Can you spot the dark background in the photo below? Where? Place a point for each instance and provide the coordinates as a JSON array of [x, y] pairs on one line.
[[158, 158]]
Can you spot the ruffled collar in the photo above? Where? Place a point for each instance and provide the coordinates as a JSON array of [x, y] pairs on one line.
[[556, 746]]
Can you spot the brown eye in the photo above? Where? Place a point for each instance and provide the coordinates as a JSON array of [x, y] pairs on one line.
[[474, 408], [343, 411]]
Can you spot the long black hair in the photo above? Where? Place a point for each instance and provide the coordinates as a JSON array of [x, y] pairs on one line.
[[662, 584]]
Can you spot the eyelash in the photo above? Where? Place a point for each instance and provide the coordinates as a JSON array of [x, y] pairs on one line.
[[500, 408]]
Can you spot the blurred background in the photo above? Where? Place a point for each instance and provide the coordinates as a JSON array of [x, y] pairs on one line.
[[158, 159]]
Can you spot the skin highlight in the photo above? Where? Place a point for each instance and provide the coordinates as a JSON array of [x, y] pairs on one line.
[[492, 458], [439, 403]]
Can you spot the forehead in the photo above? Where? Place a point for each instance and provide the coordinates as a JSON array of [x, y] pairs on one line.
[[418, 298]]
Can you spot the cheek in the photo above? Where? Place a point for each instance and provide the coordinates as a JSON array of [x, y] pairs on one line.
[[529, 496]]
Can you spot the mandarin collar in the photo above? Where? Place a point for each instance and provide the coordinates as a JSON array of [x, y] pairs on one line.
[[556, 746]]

YOUR INSTRUCTIONS: Repeat word for word the lines running from the line containing "Can you spot the skin" to the end of the entries above, inclusive.

FINAL ANSWER:
Can you spot the skin highlight in the photo above? Where? Place a point for each instance and provide the coordinates as a JSON array of [x, y] pairs on one line.
[[492, 458], [439, 403]]
Can you spot the forehead in the photo above? Where? Place a point for each instance and provide the coordinates as a JSON array of [x, y] pairs on one line.
[[418, 298]]
Can you spot the cheek in the photo above? Where? Place a point for each instance and provide the coordinates as a JSON array of [x, y] pairs on one line.
[[529, 496]]
Can you spot the mandarin collar in the photo above? Where? Place a point for each instance and provide the coordinates as a JSON array of [x, y] pairs on one line.
[[556, 746]]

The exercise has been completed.